■ **THE PROBLEM**
Only the pictures should be left out; repeat the rest of the data exactly.

[Start of Attachment]

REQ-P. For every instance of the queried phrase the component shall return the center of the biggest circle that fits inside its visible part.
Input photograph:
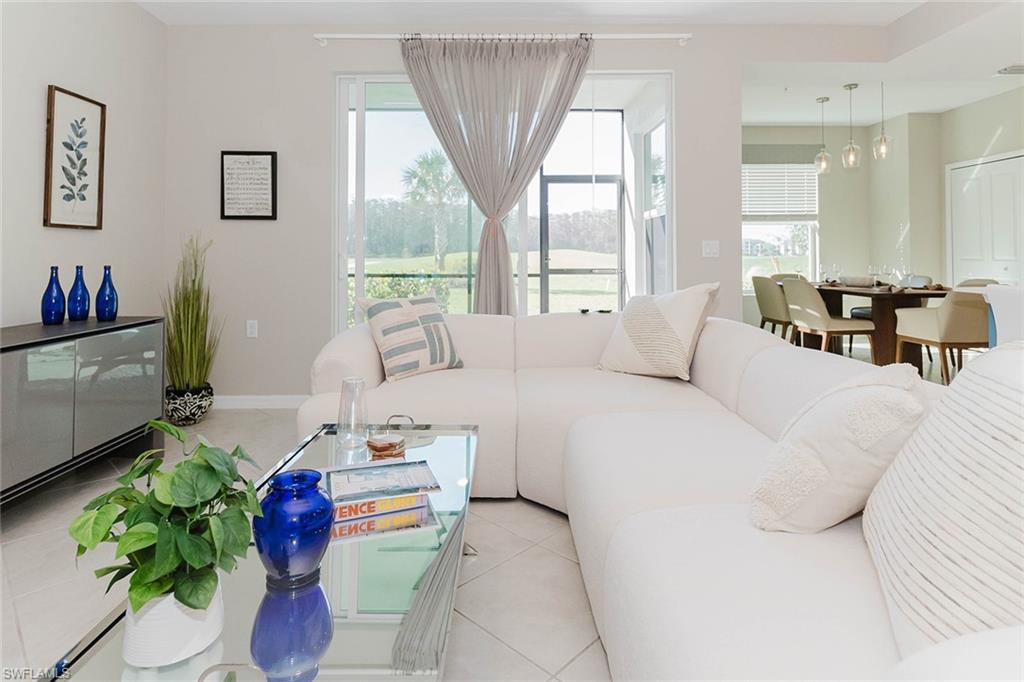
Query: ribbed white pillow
(836, 450)
(945, 524)
(655, 336)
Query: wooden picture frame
(248, 185)
(73, 188)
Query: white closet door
(986, 204)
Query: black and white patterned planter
(186, 407)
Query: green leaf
(241, 454)
(169, 429)
(139, 593)
(193, 483)
(91, 526)
(217, 535)
(195, 550)
(136, 538)
(237, 530)
(196, 589)
(162, 489)
(221, 463)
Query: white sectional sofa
(654, 475)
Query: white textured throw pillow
(945, 524)
(832, 455)
(655, 335)
(411, 335)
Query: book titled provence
(374, 480)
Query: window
(780, 214)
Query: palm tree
(432, 181)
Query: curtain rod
(323, 38)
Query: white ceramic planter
(166, 631)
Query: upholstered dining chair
(912, 281)
(810, 315)
(771, 302)
(960, 322)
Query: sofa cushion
(779, 381)
(697, 593)
(622, 464)
(723, 350)
(945, 523)
(562, 339)
(837, 449)
(483, 397)
(550, 399)
(655, 335)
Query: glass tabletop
(382, 608)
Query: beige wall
(272, 88)
(115, 54)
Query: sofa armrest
(351, 353)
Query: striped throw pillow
(411, 336)
(656, 335)
(945, 524)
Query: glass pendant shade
(882, 145)
(851, 156)
(822, 162)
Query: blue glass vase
(53, 300)
(78, 298)
(295, 528)
(107, 298)
(292, 632)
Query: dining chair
(911, 281)
(771, 302)
(960, 322)
(810, 315)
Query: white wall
(113, 52)
(272, 88)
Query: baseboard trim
(257, 401)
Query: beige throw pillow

[End of Attachment]

■ **ANSWER BOX**
REQ-P. For every instance of the queried phrase the component shall return the center of the biggest circle that fits inside its visible part.
Input photograph:
Query: ribbed white pillow
(836, 450)
(945, 524)
(655, 336)
Query: wooden picture frame
(248, 185)
(73, 188)
Query: white closet door
(986, 204)
Query: black and white patterned planter
(186, 407)
Query: green leaf
(241, 454)
(169, 429)
(139, 593)
(193, 483)
(91, 526)
(217, 535)
(195, 550)
(136, 538)
(237, 530)
(196, 589)
(162, 489)
(221, 463)
Query: white sectional sofa
(654, 475)
Query: white textured throw pillow
(945, 524)
(832, 455)
(655, 335)
(411, 335)
Query: book titled provence
(374, 480)
Query: window
(780, 214)
Query: palm tree
(432, 181)
Query: curtain rod
(323, 38)
Query: white ceramic planter
(166, 631)
Query: upholstered dining chair
(912, 281)
(810, 315)
(771, 302)
(960, 322)
Query: sofa cushion
(779, 381)
(697, 593)
(622, 464)
(723, 350)
(945, 523)
(562, 339)
(837, 449)
(483, 397)
(550, 399)
(655, 335)
Query: glass tabletop
(382, 608)
Query: beige wall
(272, 88)
(115, 54)
Query: sofa armrest
(351, 353)
Query: striped throw pillow
(411, 336)
(656, 335)
(945, 524)
Query: glass pendant shade
(882, 145)
(851, 156)
(822, 162)
Query: blue glass vase
(53, 300)
(78, 298)
(295, 528)
(107, 298)
(292, 632)
Query: dining chair
(911, 281)
(771, 302)
(960, 322)
(810, 315)
Query: white wall
(113, 52)
(272, 88)
Query: baseboard trim
(257, 401)
Query: beige throw pillow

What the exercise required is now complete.